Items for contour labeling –
-------

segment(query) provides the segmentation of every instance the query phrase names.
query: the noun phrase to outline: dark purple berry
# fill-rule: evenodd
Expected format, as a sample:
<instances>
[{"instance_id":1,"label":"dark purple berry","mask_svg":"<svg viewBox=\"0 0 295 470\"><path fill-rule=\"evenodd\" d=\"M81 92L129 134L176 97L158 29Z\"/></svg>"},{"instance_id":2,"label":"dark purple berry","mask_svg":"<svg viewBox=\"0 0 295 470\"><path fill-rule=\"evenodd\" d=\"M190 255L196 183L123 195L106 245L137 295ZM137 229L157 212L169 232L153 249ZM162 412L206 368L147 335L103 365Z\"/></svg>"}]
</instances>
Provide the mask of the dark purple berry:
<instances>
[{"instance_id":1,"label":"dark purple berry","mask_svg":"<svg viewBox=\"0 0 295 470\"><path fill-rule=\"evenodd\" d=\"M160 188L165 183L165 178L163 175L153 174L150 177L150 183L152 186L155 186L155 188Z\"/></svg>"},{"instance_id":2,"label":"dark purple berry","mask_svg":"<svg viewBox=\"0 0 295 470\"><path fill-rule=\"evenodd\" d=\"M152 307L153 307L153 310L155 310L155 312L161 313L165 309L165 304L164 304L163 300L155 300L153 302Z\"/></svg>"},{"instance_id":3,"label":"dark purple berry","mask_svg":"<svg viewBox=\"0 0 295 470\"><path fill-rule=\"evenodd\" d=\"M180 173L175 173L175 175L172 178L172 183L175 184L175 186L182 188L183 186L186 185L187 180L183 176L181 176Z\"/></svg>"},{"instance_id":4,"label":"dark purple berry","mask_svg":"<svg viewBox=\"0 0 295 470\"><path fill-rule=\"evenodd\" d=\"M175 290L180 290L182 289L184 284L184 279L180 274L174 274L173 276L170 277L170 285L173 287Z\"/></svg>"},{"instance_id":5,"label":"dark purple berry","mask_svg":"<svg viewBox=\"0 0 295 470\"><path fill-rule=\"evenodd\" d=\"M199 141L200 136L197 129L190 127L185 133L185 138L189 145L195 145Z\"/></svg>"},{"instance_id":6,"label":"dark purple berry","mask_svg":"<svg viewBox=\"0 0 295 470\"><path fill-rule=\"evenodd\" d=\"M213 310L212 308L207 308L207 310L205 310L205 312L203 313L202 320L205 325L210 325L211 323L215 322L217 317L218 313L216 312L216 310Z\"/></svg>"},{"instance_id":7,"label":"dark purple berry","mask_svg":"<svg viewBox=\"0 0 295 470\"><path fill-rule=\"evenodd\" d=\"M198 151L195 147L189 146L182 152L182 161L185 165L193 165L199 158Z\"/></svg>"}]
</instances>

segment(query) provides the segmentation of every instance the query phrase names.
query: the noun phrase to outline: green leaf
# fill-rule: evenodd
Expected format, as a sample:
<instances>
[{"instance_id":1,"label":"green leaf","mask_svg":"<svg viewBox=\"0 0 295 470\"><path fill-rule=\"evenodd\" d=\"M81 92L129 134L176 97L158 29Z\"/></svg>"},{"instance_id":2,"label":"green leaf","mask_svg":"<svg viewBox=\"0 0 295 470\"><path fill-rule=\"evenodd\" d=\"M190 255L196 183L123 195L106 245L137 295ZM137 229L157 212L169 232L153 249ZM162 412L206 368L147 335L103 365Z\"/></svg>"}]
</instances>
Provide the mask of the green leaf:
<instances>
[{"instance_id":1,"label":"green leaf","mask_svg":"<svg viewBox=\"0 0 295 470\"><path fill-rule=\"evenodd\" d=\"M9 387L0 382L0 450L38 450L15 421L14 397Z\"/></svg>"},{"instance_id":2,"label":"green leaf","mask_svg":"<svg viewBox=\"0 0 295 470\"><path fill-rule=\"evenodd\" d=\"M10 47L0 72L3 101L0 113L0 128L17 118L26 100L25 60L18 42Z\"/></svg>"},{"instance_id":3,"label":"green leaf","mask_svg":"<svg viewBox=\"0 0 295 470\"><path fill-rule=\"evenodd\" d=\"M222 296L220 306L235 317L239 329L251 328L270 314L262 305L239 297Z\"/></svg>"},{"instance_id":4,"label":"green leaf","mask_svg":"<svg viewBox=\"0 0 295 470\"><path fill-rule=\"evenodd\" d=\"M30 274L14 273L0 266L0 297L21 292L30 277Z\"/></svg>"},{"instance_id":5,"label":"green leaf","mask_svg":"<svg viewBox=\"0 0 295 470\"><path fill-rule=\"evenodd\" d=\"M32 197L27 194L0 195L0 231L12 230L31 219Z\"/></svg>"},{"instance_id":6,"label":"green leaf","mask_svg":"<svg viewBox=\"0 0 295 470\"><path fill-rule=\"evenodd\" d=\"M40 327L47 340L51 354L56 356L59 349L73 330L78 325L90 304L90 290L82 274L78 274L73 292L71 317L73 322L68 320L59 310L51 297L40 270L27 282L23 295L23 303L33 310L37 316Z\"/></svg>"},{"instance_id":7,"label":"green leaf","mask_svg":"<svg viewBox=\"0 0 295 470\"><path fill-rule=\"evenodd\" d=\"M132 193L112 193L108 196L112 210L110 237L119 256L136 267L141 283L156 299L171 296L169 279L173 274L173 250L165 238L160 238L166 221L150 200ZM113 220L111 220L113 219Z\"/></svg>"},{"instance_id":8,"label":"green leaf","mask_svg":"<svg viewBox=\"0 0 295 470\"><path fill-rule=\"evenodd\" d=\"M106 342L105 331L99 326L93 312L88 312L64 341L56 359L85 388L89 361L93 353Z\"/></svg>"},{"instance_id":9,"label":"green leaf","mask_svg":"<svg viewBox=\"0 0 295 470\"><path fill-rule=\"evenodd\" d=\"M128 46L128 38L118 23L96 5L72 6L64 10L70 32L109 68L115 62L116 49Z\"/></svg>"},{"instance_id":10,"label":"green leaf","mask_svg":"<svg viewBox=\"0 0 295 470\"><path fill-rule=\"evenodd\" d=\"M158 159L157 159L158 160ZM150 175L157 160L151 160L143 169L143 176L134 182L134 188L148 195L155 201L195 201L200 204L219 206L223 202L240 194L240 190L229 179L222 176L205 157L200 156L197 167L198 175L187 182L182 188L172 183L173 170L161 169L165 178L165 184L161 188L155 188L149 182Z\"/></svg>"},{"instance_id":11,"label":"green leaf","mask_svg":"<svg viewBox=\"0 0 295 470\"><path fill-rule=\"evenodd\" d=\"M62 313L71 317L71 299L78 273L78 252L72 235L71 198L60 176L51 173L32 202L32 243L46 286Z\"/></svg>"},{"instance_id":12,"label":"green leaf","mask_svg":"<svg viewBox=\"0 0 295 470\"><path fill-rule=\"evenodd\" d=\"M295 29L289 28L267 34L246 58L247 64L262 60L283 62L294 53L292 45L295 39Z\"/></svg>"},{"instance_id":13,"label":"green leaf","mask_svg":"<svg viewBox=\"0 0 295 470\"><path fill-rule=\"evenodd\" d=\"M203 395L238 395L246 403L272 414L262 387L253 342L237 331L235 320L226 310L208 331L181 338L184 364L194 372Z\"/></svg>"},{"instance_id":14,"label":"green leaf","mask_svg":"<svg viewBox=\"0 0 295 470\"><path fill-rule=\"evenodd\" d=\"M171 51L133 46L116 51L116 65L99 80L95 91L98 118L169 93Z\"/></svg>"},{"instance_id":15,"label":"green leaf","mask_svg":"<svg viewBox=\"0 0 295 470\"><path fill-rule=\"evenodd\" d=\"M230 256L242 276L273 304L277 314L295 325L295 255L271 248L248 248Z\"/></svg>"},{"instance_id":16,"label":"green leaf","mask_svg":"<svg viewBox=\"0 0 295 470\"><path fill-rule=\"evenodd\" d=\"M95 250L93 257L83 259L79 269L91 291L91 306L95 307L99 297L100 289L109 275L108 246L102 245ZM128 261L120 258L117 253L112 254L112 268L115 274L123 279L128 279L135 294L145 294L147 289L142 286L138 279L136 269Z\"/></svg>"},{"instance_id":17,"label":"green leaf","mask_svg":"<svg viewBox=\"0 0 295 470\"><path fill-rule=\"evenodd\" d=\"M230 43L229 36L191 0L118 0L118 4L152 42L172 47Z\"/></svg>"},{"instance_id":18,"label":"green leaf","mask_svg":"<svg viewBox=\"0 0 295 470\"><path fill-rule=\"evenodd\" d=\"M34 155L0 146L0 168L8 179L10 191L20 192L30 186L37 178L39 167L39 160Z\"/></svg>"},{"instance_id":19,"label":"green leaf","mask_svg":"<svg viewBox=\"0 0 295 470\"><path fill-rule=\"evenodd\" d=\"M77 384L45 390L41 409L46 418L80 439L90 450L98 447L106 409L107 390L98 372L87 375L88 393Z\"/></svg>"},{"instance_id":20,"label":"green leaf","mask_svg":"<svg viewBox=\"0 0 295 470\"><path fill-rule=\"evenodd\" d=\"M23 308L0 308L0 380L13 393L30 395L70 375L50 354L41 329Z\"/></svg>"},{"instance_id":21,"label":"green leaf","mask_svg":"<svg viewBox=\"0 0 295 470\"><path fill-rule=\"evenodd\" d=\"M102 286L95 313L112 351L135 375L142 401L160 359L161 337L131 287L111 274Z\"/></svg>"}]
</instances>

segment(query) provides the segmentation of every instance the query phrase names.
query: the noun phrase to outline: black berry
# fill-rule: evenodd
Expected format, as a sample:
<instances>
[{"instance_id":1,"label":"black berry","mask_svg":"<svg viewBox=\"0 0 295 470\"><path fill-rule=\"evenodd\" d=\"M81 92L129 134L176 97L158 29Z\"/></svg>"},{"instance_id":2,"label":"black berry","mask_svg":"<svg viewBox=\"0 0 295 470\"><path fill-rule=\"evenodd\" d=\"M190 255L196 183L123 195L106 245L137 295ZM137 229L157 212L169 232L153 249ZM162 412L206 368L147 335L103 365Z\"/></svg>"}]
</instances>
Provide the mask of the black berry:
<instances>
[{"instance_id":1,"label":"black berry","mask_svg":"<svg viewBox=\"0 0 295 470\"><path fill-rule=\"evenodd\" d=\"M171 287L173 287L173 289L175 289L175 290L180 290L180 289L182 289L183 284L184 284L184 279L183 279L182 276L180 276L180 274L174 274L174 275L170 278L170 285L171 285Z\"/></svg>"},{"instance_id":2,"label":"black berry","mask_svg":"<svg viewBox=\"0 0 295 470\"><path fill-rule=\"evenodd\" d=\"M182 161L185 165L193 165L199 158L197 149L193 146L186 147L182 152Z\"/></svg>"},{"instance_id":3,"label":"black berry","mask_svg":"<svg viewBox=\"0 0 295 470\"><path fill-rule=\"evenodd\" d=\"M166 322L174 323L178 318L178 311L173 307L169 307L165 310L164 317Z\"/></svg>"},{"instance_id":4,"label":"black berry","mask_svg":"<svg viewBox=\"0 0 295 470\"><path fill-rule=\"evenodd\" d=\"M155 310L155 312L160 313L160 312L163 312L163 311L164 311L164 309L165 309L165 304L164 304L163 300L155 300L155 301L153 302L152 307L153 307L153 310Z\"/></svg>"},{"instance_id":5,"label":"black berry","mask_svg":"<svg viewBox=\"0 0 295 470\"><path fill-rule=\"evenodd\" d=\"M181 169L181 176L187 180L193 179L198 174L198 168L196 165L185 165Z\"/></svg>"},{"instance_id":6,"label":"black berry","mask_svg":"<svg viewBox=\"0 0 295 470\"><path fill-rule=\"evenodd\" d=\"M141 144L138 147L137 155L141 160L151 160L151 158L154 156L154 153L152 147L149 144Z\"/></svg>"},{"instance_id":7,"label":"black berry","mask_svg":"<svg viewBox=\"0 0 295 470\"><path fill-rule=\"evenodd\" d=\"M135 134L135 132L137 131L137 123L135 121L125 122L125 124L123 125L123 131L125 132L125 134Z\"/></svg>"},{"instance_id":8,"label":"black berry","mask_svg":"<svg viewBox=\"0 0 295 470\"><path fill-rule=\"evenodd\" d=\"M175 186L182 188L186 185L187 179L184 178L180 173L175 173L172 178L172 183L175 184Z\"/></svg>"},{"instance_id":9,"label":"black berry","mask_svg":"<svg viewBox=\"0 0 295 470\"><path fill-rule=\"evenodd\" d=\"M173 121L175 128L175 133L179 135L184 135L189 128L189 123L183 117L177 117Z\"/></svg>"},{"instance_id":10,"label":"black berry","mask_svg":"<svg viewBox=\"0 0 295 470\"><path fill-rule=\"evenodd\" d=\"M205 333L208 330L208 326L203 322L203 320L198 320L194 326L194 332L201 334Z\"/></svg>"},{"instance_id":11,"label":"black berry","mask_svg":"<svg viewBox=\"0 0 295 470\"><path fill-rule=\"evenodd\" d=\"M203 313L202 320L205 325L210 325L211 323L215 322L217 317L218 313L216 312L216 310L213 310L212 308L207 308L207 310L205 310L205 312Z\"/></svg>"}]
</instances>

-------

EXERCISE TASK –
Select each line of the records that contains the word "purple", and copy those lines.

ANSWER –
query: the noun phrase to outline: dark purple berry
[{"instance_id":1,"label":"dark purple berry","mask_svg":"<svg viewBox=\"0 0 295 470\"><path fill-rule=\"evenodd\" d=\"M81 92L129 134L176 97L158 29Z\"/></svg>"},{"instance_id":2,"label":"dark purple berry","mask_svg":"<svg viewBox=\"0 0 295 470\"><path fill-rule=\"evenodd\" d=\"M190 255L196 183L123 195L106 245L137 295ZM137 229L157 212L169 232L153 249ZM162 412L206 368L147 335L103 365Z\"/></svg>"}]
Provide the mask of the dark purple berry:
[{"instance_id":1,"label":"dark purple berry","mask_svg":"<svg viewBox=\"0 0 295 470\"><path fill-rule=\"evenodd\" d=\"M160 188L165 183L165 178L163 175L153 174L150 177L150 183L152 186L155 186L155 188Z\"/></svg>"},{"instance_id":2,"label":"dark purple berry","mask_svg":"<svg viewBox=\"0 0 295 470\"><path fill-rule=\"evenodd\" d=\"M152 307L153 307L153 310L155 310L155 312L161 313L165 309L165 304L164 304L163 300L155 300L153 302Z\"/></svg>"},{"instance_id":3,"label":"dark purple berry","mask_svg":"<svg viewBox=\"0 0 295 470\"><path fill-rule=\"evenodd\" d=\"M180 173L175 173L175 175L172 178L172 183L175 184L175 186L182 188L183 186L186 185L187 180L183 176L181 176Z\"/></svg>"},{"instance_id":4,"label":"dark purple berry","mask_svg":"<svg viewBox=\"0 0 295 470\"><path fill-rule=\"evenodd\" d=\"M175 290L180 290L182 289L184 284L184 279L180 274L174 274L173 276L170 277L170 285L173 287Z\"/></svg>"},{"instance_id":5,"label":"dark purple berry","mask_svg":"<svg viewBox=\"0 0 295 470\"><path fill-rule=\"evenodd\" d=\"M199 141L200 136L197 129L190 127L185 133L185 138L189 145L195 145Z\"/></svg>"},{"instance_id":6,"label":"dark purple berry","mask_svg":"<svg viewBox=\"0 0 295 470\"><path fill-rule=\"evenodd\" d=\"M213 310L212 308L207 308L207 310L205 310L205 312L203 313L202 320L205 325L210 325L211 323L215 322L217 317L218 313L216 312L216 310Z\"/></svg>"},{"instance_id":7,"label":"dark purple berry","mask_svg":"<svg viewBox=\"0 0 295 470\"><path fill-rule=\"evenodd\" d=\"M198 151L195 147L189 146L182 152L182 161L185 165L193 165L199 158Z\"/></svg>"}]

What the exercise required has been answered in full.